▸ **GOAL**:
Write out all the items below again with "nonzero winding rule" swapped in for "even-odd rule" and every other line left unchanged. Omit the pictures from your answer.

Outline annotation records

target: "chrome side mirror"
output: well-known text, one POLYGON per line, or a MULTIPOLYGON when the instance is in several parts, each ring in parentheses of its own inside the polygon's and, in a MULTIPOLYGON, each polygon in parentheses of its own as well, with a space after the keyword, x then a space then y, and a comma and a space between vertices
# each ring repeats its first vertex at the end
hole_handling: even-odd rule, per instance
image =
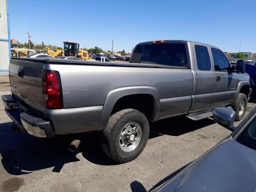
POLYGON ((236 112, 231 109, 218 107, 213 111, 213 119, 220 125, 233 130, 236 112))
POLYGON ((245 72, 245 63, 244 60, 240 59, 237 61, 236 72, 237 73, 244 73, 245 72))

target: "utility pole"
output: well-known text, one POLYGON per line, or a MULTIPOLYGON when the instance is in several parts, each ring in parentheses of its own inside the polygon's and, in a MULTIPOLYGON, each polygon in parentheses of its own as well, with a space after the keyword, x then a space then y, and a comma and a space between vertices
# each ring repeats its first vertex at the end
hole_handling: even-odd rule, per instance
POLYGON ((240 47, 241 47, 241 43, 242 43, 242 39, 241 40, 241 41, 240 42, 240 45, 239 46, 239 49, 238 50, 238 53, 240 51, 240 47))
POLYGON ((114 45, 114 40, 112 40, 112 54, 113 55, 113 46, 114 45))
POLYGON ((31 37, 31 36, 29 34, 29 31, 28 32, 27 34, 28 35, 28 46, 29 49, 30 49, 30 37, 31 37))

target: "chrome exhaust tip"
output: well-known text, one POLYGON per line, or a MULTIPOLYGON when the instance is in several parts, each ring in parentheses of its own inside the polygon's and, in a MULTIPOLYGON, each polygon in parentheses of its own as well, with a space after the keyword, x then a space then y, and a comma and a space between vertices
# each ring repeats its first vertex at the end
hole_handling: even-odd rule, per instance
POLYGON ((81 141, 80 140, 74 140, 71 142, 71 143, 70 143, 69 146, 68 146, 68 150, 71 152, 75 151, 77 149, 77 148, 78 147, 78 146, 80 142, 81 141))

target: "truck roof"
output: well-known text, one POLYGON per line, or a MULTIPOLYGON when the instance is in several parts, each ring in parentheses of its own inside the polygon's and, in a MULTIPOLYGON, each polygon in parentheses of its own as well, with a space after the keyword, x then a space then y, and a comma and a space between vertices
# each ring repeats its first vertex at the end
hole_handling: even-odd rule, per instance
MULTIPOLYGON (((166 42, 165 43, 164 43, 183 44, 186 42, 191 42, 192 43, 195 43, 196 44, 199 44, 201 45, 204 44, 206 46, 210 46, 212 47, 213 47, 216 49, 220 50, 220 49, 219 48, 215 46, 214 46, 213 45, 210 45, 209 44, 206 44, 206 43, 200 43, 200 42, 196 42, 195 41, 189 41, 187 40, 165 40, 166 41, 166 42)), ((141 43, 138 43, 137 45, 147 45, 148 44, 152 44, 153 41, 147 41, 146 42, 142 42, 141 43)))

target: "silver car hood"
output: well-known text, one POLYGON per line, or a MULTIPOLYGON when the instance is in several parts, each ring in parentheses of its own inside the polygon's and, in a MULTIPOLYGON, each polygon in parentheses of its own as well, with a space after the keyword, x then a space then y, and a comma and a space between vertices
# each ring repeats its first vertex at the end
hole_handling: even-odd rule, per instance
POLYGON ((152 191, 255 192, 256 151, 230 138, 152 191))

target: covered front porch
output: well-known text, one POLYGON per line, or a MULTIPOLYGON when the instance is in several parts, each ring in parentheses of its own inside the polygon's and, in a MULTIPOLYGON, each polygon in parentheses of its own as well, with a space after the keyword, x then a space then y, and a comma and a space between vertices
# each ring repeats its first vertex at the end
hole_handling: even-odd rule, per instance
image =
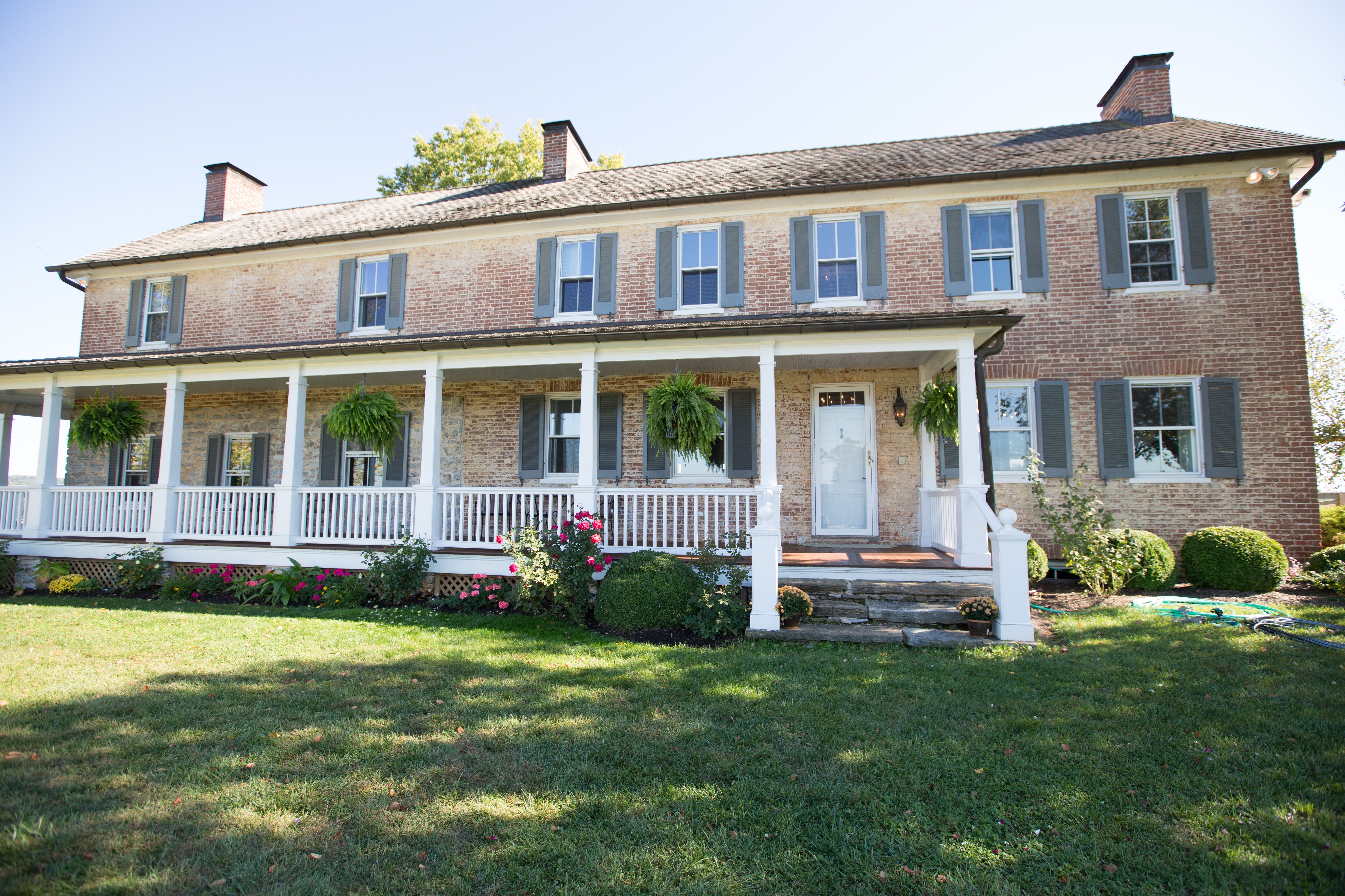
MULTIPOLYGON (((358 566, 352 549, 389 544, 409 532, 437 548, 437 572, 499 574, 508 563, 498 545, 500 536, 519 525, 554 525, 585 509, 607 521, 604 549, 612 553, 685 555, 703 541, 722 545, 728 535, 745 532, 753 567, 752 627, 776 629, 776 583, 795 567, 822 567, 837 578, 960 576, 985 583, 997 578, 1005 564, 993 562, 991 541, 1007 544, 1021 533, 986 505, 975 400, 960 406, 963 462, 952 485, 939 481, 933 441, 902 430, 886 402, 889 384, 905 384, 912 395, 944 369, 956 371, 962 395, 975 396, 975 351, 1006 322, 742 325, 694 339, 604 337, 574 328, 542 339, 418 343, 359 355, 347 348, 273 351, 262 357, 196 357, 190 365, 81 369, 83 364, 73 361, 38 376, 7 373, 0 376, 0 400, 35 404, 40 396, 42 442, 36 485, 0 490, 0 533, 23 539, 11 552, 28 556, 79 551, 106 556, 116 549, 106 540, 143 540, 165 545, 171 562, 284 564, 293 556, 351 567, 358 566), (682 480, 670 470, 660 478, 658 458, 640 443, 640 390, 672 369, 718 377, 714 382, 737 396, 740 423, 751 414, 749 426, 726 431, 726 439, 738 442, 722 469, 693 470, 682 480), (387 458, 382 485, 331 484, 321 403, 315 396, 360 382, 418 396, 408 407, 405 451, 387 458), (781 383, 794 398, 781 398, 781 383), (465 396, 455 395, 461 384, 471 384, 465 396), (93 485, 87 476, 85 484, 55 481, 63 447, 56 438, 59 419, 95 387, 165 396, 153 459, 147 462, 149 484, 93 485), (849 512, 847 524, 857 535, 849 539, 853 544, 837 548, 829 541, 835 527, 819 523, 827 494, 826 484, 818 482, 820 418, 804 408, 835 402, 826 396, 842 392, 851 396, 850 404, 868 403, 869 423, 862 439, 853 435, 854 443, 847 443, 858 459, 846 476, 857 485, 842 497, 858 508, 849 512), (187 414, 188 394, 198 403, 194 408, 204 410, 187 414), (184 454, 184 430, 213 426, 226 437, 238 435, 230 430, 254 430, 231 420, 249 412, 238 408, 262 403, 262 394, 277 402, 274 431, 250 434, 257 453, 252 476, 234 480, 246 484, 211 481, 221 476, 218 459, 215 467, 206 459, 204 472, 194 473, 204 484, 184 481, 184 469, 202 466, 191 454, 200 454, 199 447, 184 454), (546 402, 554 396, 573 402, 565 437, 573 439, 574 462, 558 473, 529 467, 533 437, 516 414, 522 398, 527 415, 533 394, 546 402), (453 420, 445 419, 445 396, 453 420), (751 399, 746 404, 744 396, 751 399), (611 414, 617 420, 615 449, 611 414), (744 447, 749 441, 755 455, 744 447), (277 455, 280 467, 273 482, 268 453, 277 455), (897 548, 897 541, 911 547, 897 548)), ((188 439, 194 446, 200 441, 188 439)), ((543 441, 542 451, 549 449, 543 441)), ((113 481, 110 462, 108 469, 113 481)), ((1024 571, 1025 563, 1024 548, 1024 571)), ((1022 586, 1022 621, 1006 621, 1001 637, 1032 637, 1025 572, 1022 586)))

▸ **SOLUTION**:
target: "chrome side mirror"
output: well-known text, one POLYGON per line, or a MULTIPOLYGON when the instance is in several parts, each ring in parentheses of its own inside the polygon's and, in a MULTIPOLYGON, each polygon in parentheses of its own as well, with a space after the keyword, x then a space then y, and a comma and a space between vertices
# each ring repeats its first vertex at the end
hole_handling: nonzero winding rule, per instance
image =
POLYGON ((236 112, 231 109, 218 107, 213 111, 213 119, 220 125, 233 130, 236 112))
POLYGON ((245 72, 245 63, 244 60, 240 59, 237 61, 236 72, 237 73, 244 73, 245 72))

target: "utility pole"
output: well-known text, one POLYGON per line, or a MULTIPOLYGON when the instance is in several parts, each ring in parentheses of its own inside the polygon's and, in a MULTIPOLYGON, each polygon in parentheses of its own as well, with a space after the keyword, x then a space then y, and a comma and a space between vertices
# each ring repeats its first vertex at the end
hole_handling: nonzero winding rule, per instance
POLYGON ((240 47, 241 47, 241 43, 242 43, 242 39, 241 40, 241 41, 240 42, 240 45, 239 46, 239 49, 238 50, 238 53, 240 51, 240 47))
POLYGON ((114 45, 114 40, 112 40, 112 54, 113 55, 113 46, 114 45))
POLYGON ((31 37, 31 36, 29 34, 29 31, 28 32, 27 34, 28 35, 28 46, 29 49, 30 49, 30 37, 31 37))

target: "chrome exhaust tip"
output: well-known text, one POLYGON per line, or a MULTIPOLYGON when the instance is in several parts, each ring in parentheses of its own inside the polygon's and, in a MULTIPOLYGON, each polygon in parentheses of its own as well, with a space after the keyword, x then a space then y, and a comma and a space between vertices
# each ring repeats its first vertex at the end
hole_handling: nonzero winding rule, per instance
POLYGON ((81 141, 80 140, 74 140, 71 142, 71 143, 70 143, 69 146, 68 146, 68 150, 71 152, 75 151, 77 149, 77 148, 78 147, 78 146, 80 142, 81 141))

target: "truck roof"
output: well-known text, one POLYGON per line, or a MULTIPOLYGON when the instance is in several parts, each ring in parentheses of its own inside the polygon's and, in a MULTIPOLYGON, each polygon in parentheses of its own as well, with a space after the keyword, x then a space then y, and a comma and a space between vertices
# each ring repeats its first vertex at the end
hole_handling: nonzero winding rule, per instance
MULTIPOLYGON (((166 42, 165 43, 164 43, 183 44, 186 42, 191 42, 192 43, 195 43, 196 44, 199 44, 201 45, 204 44, 206 46, 210 46, 212 47, 213 47, 216 49, 220 50, 220 49, 219 48, 215 46, 214 46, 213 45, 210 45, 209 44, 206 44, 206 43, 200 43, 200 42, 196 42, 195 41, 189 41, 187 40, 165 40, 166 41, 166 42)), ((141 43, 138 43, 137 45, 147 45, 148 44, 152 44, 153 41, 147 41, 146 42, 142 42, 141 43)))

target: "silver car hood"
output: well-known text, one POLYGON per line, or a MULTIPOLYGON when the instance is in several parts, each ring in parentheses of its own inside the polygon's and, in a MULTIPOLYGON, each polygon in parentheses of its own as well, with a space after the keyword, x then a space then y, and a comma and a space between vertices
# each ring repeats its first vertex at the end
hole_handling: nonzero winding rule, per instance
POLYGON ((152 191, 255 192, 256 151, 230 138, 152 191))

target: covered front porch
output: well-known text, one POLYGON per line, or a MULTIPOLYGON when the instance is in several parts, each ring in parentheses of its own inside the polygon's and, in a MULTIPOLYGON, each polygon in parentheses of its own as well, with a space after the keyword, x then a space then y, and a comma and a space between vertices
# each ring repeats its first vertex at the end
hole_handling: nonzero winding rule, per instance
image =
MULTIPOLYGON (((358 566, 352 549, 389 544, 409 532, 437 548, 437 572, 499 574, 508 563, 498 545, 500 536, 519 525, 554 525, 585 509, 607 521, 604 549, 612 553, 685 555, 703 541, 722 545, 728 535, 745 532, 753 567, 752 627, 776 629, 776 583, 795 567, 822 567, 837 578, 960 576, 985 583, 997 578, 1005 564, 993 562, 991 541, 1007 544, 1021 533, 986 505, 975 400, 960 406, 963 462, 952 485, 939 481, 933 441, 902 430, 886 402, 889 384, 905 384, 912 395, 944 369, 956 371, 962 395, 975 396, 975 351, 1006 322, 742 325, 694 339, 604 337, 574 328, 542 339, 418 343, 359 355, 347 348, 273 351, 262 357, 196 357, 190 365, 81 369, 83 364, 73 361, 38 376, 7 373, 0 376, 0 400, 35 404, 40 396, 42 442, 36 485, 0 490, 0 533, 23 539, 11 552, 28 556, 79 551, 106 556, 116 549, 106 540, 143 540, 165 545, 171 562, 284 564, 293 556, 351 567, 358 566), (682 480, 670 470, 660 478, 658 458, 640 443, 640 390, 672 369, 718 377, 714 382, 737 396, 740 423, 751 414, 749 426, 726 431, 726 439, 738 442, 722 469, 693 470, 682 480), (387 458, 382 485, 331 484, 321 403, 315 396, 360 382, 418 396, 408 407, 405 451, 387 458), (781 383, 794 398, 781 398, 781 383), (465 396, 455 395, 461 384, 471 384, 465 396), (93 485, 87 476, 85 484, 55 481, 63 447, 56 438, 59 419, 95 387, 165 396, 153 459, 147 462, 149 484, 93 485), (849 512, 847 524, 857 535, 849 539, 853 544, 837 548, 829 541, 835 527, 819 523, 827 494, 826 484, 818 482, 820 418, 804 408, 835 402, 826 396, 842 392, 851 396, 850 404, 868 403, 869 423, 862 439, 853 435, 854 443, 847 443, 858 459, 846 476, 857 485, 842 497, 858 508, 849 512), (187 414, 188 394, 198 403, 194 408, 204 410, 187 414), (184 454, 184 430, 213 426, 226 437, 238 435, 230 430, 254 430, 231 420, 249 412, 238 408, 262 403, 262 394, 277 402, 274 431, 250 434, 257 453, 252 476, 234 480, 246 484, 211 481, 221 476, 218 459, 215 467, 206 459, 204 472, 194 473, 204 484, 184 481, 184 469, 202 466, 191 454, 200 454, 199 447, 184 454), (546 402, 554 396, 573 402, 565 437, 573 439, 574 462, 558 473, 529 467, 533 437, 516 414, 522 398, 527 415, 533 394, 546 402), (453 420, 445 419, 445 396, 453 420), (751 399, 746 404, 744 396, 751 399), (611 414, 617 420, 615 449, 611 414), (744 447, 749 441, 755 455, 744 447), (277 455, 280 467, 273 482, 268 453, 277 455), (897 548, 897 541, 911 547, 897 548)), ((188 439, 194 446, 200 441, 188 439)), ((543 441, 542 451, 549 449, 543 441)), ((113 481, 110 462, 108 469, 113 481)), ((1024 571, 1025 563, 1024 548, 1024 571)), ((1022 586, 1022 621, 1006 621, 1001 637, 1032 637, 1025 572, 1022 586)))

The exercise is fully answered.